### Information shown

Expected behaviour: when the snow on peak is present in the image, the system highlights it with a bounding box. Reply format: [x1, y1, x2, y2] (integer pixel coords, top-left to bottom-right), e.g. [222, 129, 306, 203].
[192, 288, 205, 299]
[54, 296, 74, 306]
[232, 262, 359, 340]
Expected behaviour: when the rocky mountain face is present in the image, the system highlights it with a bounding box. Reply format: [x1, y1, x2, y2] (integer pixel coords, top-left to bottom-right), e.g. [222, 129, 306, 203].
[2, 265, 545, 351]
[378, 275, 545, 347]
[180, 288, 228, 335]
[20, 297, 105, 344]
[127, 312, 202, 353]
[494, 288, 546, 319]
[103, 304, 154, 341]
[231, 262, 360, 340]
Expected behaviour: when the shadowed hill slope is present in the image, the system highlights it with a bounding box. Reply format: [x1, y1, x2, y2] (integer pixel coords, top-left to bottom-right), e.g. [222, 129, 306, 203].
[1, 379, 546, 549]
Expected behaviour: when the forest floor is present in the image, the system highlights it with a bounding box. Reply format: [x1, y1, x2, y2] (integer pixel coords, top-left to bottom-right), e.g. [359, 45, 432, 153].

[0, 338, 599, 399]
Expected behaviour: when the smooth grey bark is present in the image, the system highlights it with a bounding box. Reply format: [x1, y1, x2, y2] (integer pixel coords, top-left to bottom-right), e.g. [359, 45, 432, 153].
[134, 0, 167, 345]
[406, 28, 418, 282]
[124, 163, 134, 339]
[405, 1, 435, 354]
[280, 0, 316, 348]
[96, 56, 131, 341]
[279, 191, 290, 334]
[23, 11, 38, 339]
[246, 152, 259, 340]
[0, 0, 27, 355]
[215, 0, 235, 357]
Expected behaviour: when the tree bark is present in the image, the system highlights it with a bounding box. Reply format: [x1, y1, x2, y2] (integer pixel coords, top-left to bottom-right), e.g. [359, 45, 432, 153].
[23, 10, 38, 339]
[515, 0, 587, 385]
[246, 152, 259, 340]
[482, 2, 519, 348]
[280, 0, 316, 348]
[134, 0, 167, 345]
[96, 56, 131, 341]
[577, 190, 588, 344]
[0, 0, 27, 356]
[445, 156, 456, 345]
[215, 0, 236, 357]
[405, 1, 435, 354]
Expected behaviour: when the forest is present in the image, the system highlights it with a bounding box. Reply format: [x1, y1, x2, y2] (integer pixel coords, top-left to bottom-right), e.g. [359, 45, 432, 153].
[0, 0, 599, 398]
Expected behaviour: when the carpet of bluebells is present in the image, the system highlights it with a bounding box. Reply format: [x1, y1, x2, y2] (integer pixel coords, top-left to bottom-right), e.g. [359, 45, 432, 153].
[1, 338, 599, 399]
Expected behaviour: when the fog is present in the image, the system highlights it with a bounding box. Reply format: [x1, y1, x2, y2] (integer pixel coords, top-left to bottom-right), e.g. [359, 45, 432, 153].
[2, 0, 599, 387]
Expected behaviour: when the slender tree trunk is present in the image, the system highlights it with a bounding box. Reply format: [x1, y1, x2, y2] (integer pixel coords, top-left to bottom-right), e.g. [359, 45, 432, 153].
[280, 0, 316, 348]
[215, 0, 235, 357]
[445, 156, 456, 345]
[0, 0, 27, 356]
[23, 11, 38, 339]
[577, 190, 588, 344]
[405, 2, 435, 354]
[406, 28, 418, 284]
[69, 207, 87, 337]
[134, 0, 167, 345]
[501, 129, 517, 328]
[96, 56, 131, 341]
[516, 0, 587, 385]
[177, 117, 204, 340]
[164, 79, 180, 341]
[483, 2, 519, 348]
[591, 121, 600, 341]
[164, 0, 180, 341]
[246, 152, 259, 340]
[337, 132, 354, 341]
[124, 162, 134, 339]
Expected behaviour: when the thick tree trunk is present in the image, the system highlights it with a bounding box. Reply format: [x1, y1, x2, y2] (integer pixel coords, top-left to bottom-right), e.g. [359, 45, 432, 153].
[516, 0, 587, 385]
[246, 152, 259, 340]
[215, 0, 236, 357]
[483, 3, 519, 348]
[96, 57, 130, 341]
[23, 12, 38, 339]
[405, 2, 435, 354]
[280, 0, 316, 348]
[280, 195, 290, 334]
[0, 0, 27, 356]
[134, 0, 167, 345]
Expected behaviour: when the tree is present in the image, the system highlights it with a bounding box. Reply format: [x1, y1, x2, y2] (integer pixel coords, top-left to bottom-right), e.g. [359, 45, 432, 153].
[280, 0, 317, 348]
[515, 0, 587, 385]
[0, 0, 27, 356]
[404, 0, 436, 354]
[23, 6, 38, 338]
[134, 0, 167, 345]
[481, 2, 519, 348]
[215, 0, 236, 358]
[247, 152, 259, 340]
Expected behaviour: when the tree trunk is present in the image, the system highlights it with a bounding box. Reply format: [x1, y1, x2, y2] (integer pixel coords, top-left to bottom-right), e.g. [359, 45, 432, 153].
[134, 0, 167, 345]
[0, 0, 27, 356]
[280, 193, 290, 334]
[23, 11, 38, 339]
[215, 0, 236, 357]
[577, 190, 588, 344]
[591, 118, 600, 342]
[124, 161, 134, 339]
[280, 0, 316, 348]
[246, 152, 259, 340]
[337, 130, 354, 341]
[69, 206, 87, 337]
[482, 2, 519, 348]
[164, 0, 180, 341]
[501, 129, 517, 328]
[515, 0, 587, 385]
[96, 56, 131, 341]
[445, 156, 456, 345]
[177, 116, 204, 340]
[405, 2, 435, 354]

######

◆ Directions:
Return the data above in full. Keep every line exactly as it is.

◆ Response:
Expected behaviour: when the snow on peak is present in the image, the system highlights it with a bounding box. Reply format: [x1, y1, x2, y2] (integer pixel coords, top-left to bottom-right), e.g. [222, 129, 306, 203].
[192, 288, 205, 299]
[54, 296, 74, 306]
[232, 262, 359, 340]
Expected behaviour: when the rocky mountain face is present in the image, the system highlights it with a bounding box. Reply format: [x1, y1, x2, y2] (integer pixel coords, top-left to bottom-right), e.g. [222, 129, 306, 203].
[2, 265, 545, 351]
[378, 275, 545, 347]
[180, 288, 228, 335]
[20, 297, 105, 344]
[127, 312, 202, 353]
[494, 288, 546, 319]
[103, 304, 154, 341]
[231, 262, 360, 340]
Expected behaviour: when the shadowed hill slope is present in the image, the system highlights it with a bounding box. Reply format: [x1, y1, x2, y2] (integer pixel coords, top-left to bottom-right), e.g. [222, 129, 306, 203].
[1, 379, 546, 549]
Expected behaviour: when the forest floor is present in the image, the system highlights it with a bounding box. Reply format: [x1, y1, x2, y2] (integer pixel coords, top-left to bottom-right), e.g. [359, 45, 432, 153].

[0, 338, 599, 399]
Expected behaviour: when the smooth grey bark is present in the image, the system highlights it with a bounding box. Reply format: [x1, y1, x2, y2] (integer pixel coords, top-left to bottom-right), e.g. [359, 45, 432, 153].
[134, 0, 167, 345]
[406, 28, 418, 282]
[124, 163, 134, 339]
[405, 1, 435, 354]
[280, 0, 316, 348]
[96, 56, 131, 341]
[279, 191, 290, 334]
[23, 11, 38, 339]
[246, 152, 259, 340]
[0, 0, 27, 355]
[215, 0, 235, 357]
Expected behaviour: when the tree bark is present in the image, the system highlights it with a bounding box. Reply format: [x1, y1, x2, y2] (integer pixel coords, top-left to bottom-right), e.g. [359, 45, 432, 153].
[23, 10, 38, 339]
[515, 0, 587, 385]
[246, 152, 259, 340]
[482, 2, 519, 348]
[280, 0, 316, 348]
[134, 0, 167, 345]
[96, 56, 131, 341]
[577, 190, 588, 344]
[0, 0, 27, 356]
[445, 156, 456, 345]
[215, 0, 236, 357]
[405, 1, 435, 354]
Expected behaviour: when the forest is present in the image, the system highlights it with a bounding box. Reply format: [x1, y1, x2, y2] (integer pixel coords, top-left to bottom-right), e.g. [359, 45, 432, 153].
[0, 0, 599, 398]
Expected behaviour: when the carpet of bluebells is present in the image, the system highlights it with a bounding box. Reply format: [x1, y1, x2, y2] (integer pixel coords, top-left to bottom-right), e.g. [359, 45, 432, 153].
[1, 338, 599, 399]
Expected behaviour: when the fog is present in the image, the system highlights it with a bounding box. Reply format: [x1, y1, x2, y2] (integer pixel coords, top-left to bottom-right), e.g. [359, 45, 432, 153].
[2, 0, 599, 387]
Expected behaviour: when the slender tree trunk is present in the image, the system highlights it with a bounding box. Reply format: [x1, y1, x2, y2] (integer pixel coords, top-left to bottom-right), e.g. [359, 45, 432, 153].
[280, 0, 316, 348]
[215, 0, 235, 357]
[445, 156, 456, 345]
[0, 0, 27, 356]
[23, 11, 38, 339]
[577, 190, 588, 344]
[405, 2, 435, 354]
[406, 28, 418, 284]
[69, 207, 87, 337]
[134, 0, 167, 345]
[501, 129, 517, 328]
[96, 56, 131, 341]
[516, 0, 587, 385]
[177, 117, 204, 340]
[164, 79, 180, 341]
[483, 2, 519, 348]
[591, 121, 600, 341]
[164, 0, 180, 341]
[246, 152, 259, 340]
[337, 132, 354, 341]
[124, 162, 134, 339]
Expected behaviour: when the thick tree trunk is present in the image, the system highlights it with a bounding box. Reply format: [x1, y1, x2, y2] (integer pixel coords, top-left to bottom-right), e.g. [359, 45, 432, 153].
[516, 0, 587, 385]
[246, 152, 259, 340]
[215, 0, 236, 357]
[483, 3, 519, 348]
[96, 57, 130, 341]
[23, 12, 38, 339]
[405, 2, 435, 354]
[280, 0, 316, 348]
[280, 195, 290, 334]
[0, 0, 27, 356]
[134, 0, 167, 345]
Expected behaviour: when the tree is present in the image, the system highlights it with a bounding box. Reply format: [x1, y1, x2, y2] (integer pixel coords, top-left to bottom-right), e.g. [359, 45, 432, 153].
[280, 0, 317, 348]
[515, 0, 587, 385]
[0, 0, 27, 356]
[404, 0, 436, 354]
[23, 6, 38, 338]
[134, 0, 167, 345]
[481, 2, 519, 348]
[215, 0, 236, 358]
[247, 152, 259, 340]
Expected behaviour: when the tree trunk is present in the image, the system highlights it with a bounding box. Reply format: [x1, y1, x2, y2] (integer pixel coords, top-left to bottom-right), e.g. [359, 45, 432, 153].
[134, 0, 167, 345]
[0, 0, 27, 356]
[280, 193, 290, 334]
[23, 11, 38, 339]
[215, 0, 236, 357]
[577, 190, 588, 344]
[591, 118, 600, 342]
[124, 161, 134, 339]
[280, 0, 316, 348]
[246, 152, 259, 340]
[337, 130, 354, 341]
[69, 206, 87, 337]
[482, 2, 519, 348]
[164, 0, 180, 341]
[501, 129, 517, 328]
[515, 0, 587, 385]
[96, 56, 131, 341]
[445, 156, 456, 345]
[177, 116, 204, 340]
[405, 2, 435, 354]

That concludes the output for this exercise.